Dataset entries
******

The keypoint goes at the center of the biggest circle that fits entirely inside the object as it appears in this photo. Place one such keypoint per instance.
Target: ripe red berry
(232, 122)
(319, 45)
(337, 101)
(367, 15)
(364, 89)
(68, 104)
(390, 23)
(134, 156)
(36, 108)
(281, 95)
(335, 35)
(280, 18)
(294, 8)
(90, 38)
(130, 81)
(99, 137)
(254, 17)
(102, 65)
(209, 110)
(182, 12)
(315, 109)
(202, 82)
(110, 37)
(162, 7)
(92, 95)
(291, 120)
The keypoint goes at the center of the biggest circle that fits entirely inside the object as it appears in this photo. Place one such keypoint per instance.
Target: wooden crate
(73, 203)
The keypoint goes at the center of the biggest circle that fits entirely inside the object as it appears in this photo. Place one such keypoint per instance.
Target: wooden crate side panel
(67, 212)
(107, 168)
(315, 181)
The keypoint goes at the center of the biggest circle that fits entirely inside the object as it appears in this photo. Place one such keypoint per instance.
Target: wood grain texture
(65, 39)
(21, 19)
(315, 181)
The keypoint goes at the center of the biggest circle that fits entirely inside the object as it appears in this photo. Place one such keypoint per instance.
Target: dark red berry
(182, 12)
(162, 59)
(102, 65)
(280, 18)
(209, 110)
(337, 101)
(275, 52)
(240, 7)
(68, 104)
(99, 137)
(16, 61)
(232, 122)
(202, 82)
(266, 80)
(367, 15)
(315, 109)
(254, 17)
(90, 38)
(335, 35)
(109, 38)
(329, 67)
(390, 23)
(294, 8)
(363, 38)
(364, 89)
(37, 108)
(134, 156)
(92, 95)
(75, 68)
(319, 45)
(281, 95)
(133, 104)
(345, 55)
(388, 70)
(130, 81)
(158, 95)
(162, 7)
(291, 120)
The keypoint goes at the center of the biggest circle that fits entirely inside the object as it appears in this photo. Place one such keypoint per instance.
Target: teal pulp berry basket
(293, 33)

******

To do :: Restate the data above word for word, omitting nothing.

Result for this exercise ::
The keypoint goes at the center of the biggest circle that fits entirely inside the object as it appears in this photo. Place one such keypoint per instance.
Target: ripe red berry
(232, 122)
(319, 45)
(337, 101)
(367, 15)
(364, 89)
(68, 104)
(390, 23)
(134, 156)
(36, 108)
(281, 95)
(335, 35)
(280, 18)
(294, 8)
(90, 38)
(130, 81)
(99, 137)
(254, 17)
(102, 65)
(209, 110)
(182, 12)
(315, 109)
(202, 82)
(110, 37)
(162, 7)
(92, 95)
(291, 120)
The keypoint goes at the center of the biggest circle that fits entirely inside the object as it appears in this photo. Place one such keypoint per instance.
Target: wooden crate
(73, 203)
The keypoint goes at the center of the biggest circle that fits entirely inside the object as it appears in this photo. Place one such keypoint per instance.
Target: wooden crate side panel
(67, 212)
(107, 168)
(315, 181)
The keypoint goes at the center of the biggest circle that fits entirely inside the object as it appears in this photo. Place one such keypoint per instance.
Target: wood grain texture
(65, 39)
(21, 19)
(315, 181)
The keypoint goes at the center of the biggest circle that fits entirely inside the object as it appears in this photo. Place one such keypoint per instance.
Target: dark red berry
(182, 12)
(162, 59)
(102, 65)
(280, 18)
(209, 110)
(337, 101)
(275, 52)
(240, 7)
(68, 104)
(99, 137)
(16, 61)
(232, 122)
(202, 82)
(266, 80)
(367, 15)
(315, 109)
(254, 17)
(90, 38)
(335, 35)
(109, 38)
(329, 67)
(390, 23)
(294, 8)
(363, 38)
(364, 89)
(37, 108)
(134, 156)
(92, 95)
(75, 68)
(319, 45)
(281, 95)
(133, 104)
(345, 55)
(388, 70)
(130, 81)
(158, 95)
(162, 7)
(291, 120)
The keypoint goes at the center of the biggest circle that fits entirely inside the object as it appears in this photo. Place one such keypoint per instance.
Target: teal pulp berry basket
(293, 33)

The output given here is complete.